## Exercise description:
Exactly as written, give again the line with "Keypoint guideline: for each instance of the gray wall" and all subsequent lines through the end of the records.

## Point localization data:

- - -

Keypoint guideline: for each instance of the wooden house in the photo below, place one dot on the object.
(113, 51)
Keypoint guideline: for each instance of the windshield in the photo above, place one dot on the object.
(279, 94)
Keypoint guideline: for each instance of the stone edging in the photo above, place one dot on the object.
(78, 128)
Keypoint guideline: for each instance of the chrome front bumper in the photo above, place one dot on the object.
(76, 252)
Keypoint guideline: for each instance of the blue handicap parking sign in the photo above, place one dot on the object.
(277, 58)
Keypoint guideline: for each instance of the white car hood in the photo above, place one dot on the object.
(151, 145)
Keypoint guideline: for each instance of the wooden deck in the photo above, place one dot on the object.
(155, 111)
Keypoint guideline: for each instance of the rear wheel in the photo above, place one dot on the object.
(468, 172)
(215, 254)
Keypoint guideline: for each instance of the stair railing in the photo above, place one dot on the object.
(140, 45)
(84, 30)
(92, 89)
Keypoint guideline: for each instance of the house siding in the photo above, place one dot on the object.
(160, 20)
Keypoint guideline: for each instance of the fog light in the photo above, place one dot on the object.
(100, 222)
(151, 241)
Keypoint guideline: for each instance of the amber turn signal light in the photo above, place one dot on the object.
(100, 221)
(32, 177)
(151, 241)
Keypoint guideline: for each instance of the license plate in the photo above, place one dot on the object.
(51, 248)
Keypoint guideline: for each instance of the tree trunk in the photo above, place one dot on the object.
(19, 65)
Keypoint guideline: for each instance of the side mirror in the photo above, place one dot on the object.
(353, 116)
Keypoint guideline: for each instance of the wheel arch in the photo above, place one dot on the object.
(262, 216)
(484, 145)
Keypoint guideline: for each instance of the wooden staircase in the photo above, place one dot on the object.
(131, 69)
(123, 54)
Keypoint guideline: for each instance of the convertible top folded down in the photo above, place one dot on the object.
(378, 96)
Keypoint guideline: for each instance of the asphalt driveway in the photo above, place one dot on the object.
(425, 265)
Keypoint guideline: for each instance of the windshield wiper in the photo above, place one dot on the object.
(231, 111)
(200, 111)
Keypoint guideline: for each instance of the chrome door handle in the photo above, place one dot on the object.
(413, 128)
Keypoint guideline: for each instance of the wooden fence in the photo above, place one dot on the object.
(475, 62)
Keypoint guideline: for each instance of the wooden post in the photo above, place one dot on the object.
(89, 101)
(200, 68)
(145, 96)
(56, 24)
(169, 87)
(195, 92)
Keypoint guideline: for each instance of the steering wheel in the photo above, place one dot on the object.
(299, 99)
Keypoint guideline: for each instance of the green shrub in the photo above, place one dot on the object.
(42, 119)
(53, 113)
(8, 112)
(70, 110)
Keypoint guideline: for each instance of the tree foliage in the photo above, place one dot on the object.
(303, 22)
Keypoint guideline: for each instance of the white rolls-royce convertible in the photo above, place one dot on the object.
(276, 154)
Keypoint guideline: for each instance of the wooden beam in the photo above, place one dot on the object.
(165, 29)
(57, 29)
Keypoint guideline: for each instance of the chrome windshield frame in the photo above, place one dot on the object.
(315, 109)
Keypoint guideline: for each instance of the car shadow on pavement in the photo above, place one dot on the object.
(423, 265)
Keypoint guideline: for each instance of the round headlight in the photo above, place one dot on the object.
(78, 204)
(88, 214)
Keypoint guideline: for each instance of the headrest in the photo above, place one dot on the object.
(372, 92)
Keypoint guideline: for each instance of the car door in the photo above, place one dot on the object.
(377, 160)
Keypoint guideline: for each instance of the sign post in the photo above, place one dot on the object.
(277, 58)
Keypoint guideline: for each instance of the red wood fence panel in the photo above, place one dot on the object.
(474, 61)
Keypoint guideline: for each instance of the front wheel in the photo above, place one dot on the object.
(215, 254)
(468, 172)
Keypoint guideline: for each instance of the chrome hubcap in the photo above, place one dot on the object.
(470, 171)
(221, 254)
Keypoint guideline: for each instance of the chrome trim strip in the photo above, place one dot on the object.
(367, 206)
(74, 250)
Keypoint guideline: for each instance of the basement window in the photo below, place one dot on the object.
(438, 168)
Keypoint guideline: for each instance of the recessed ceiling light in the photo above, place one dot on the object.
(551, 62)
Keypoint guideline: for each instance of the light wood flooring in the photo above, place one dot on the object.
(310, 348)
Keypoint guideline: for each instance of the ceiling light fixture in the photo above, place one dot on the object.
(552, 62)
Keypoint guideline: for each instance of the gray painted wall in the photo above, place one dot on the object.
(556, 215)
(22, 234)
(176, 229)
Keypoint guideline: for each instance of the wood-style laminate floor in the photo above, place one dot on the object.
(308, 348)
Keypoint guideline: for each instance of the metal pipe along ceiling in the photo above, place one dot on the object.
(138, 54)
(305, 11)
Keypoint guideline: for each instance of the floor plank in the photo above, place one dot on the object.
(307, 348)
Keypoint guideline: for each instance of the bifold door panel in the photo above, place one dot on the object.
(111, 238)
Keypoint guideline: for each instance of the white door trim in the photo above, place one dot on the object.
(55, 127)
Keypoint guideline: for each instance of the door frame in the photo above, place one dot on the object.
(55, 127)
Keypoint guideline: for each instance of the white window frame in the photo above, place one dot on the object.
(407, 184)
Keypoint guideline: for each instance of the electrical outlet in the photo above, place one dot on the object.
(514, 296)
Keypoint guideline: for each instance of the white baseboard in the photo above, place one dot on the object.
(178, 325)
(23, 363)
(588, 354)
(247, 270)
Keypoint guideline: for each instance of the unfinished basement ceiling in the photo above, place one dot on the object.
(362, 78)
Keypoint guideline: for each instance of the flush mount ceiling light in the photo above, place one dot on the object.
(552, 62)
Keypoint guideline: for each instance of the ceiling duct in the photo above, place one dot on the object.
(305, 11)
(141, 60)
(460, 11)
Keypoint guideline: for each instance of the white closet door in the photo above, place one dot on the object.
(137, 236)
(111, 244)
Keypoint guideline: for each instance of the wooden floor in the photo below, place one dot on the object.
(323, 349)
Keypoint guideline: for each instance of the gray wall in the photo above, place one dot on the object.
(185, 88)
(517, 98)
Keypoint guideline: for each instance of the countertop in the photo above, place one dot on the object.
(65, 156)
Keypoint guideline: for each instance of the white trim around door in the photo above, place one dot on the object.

- - -

## Response for this exercise:
Keypoint guideline: for each instance of the gray wall in the photo above, place one dot on the object.
(185, 88)
(517, 98)
Keypoint guideline: for each instance of the countertop in the photo above, place one dot on the object.
(65, 156)
Keypoint guideline: for each instance of the white trim around door in the photo above, place one dot on the object.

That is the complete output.